[Dataset rows]
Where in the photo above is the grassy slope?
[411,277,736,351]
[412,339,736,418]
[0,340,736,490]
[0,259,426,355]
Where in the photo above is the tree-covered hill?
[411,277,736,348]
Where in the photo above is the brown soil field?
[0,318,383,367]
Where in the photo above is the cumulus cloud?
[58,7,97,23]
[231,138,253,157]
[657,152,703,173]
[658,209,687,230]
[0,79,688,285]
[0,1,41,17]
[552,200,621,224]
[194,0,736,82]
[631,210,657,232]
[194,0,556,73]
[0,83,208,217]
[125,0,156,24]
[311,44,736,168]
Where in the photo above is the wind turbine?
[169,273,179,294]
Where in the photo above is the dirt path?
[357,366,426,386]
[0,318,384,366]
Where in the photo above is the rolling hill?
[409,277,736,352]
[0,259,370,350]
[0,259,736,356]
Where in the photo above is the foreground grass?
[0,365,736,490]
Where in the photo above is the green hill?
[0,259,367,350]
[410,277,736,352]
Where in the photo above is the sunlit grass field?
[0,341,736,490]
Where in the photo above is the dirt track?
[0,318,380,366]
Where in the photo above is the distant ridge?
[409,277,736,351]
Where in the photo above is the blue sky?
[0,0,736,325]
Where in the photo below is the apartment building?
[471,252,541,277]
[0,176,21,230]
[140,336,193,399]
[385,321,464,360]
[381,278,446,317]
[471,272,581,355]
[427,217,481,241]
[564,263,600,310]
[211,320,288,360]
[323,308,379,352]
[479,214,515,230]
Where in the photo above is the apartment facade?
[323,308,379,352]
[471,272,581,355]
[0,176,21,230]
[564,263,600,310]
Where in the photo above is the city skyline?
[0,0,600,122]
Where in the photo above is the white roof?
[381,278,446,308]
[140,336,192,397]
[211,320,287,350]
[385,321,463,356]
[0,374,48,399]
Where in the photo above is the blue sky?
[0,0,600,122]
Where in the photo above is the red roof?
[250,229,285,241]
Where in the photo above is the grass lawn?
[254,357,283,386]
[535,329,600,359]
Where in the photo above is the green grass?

**Exercise goal:** Please render every line of the data above as a JSON list of strings, one string per line, leaving out any blank lines.

**The answer:**
[
  "Where in the photo above is the grassy slope?",
  "[411,277,736,351]",
  "[412,339,736,418]",
  "[0,340,736,490]",
  "[0,259,426,355]",
  "Where in the photo above is the tree-covered hill?",
  "[411,277,736,348]",
  "Where in the photo above is the brown soil field?",
  "[0,318,383,367]",
  "Where in the photo above is the cumulus cloud?",
  "[58,7,97,23]",
  "[231,138,253,157]",
  "[657,152,703,173]",
  "[658,209,687,230]",
  "[0,79,688,285]",
  "[0,1,41,17]",
  "[552,200,621,224]",
  "[194,0,736,82]",
  "[631,210,657,232]",
  "[194,0,556,73]",
  "[0,83,208,217]",
  "[125,0,156,24]",
  "[311,44,736,168]",
  "Where in the photo above is the wind turbine?",
  "[169,273,179,294]",
  "Where in the photo above is the dirt path?",
  "[357,366,426,386]",
  "[0,318,384,366]",
  "Where in the photo above is the rolling hill?",
  "[409,277,736,352]",
  "[0,259,370,350]",
  "[0,259,736,356]",
  "Where in the photo above is the foreground grass?",
  "[0,365,736,490]",
  "Where in the photo above is the green hill?",
  "[0,259,367,350]",
  "[410,277,736,352]",
  "Where in the photo above is the sunlit grass field?",
  "[0,341,736,490]",
  "Where in the photo above is the dirt track?",
  "[0,318,380,366]",
  "Where in the photo above is the distant ridge?",
  "[409,277,736,351]",
  "Where in the photo above is the blue sky?",
  "[0,0,736,325]",
  "Where in the photo below is the apartment building?",
  "[471,252,541,277]",
  "[0,176,21,230]",
  "[140,336,193,399]",
  "[385,321,464,360]",
  "[381,278,446,317]",
  "[471,272,581,355]",
  "[427,217,481,241]",
  "[564,263,600,310]",
  "[211,320,288,360]",
  "[323,308,379,352]",
  "[479,214,515,230]",
  "Where in the photo above is the apartment facade?",
  "[323,308,379,352]",
  "[471,272,581,355]",
  "[0,176,21,230]",
  "[564,263,600,310]",
  "Where in the photo above is the city skyline?",
  "[0,0,600,122]",
  "Where in the photo above is the white roof?",
  "[381,278,446,308]",
  "[140,336,192,397]",
  "[211,320,287,350]",
  "[385,321,463,356]",
  "[0,374,48,399]",
  "Where in the photo above is the blue sky?",
  "[0,0,600,122]",
  "Where in the photo above is the red roof?",
  "[250,229,285,241]",
  "Where in the photo above is the grass lawn?",
  "[254,357,283,386]",
  "[535,329,600,359]",
  "Where in the photo above is the green grass?"
]